#### YOUR ASSIGNMENT:
Write out the entries exactly, pictures excluded.

(Dataset excerpts)
▶

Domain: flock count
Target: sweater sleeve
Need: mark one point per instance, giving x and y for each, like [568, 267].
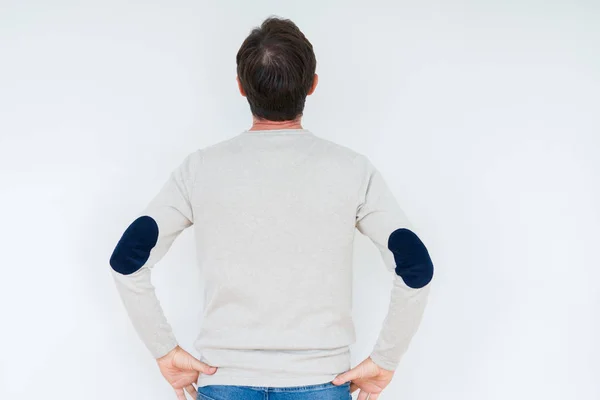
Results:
[142, 245]
[380, 218]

◀

#### WRITTEN RESPONSE:
Domain: flock count
Target: sweater sleeve
Need: mark one point per instance, giving x and y for each, like [568, 267].
Results:
[142, 245]
[380, 218]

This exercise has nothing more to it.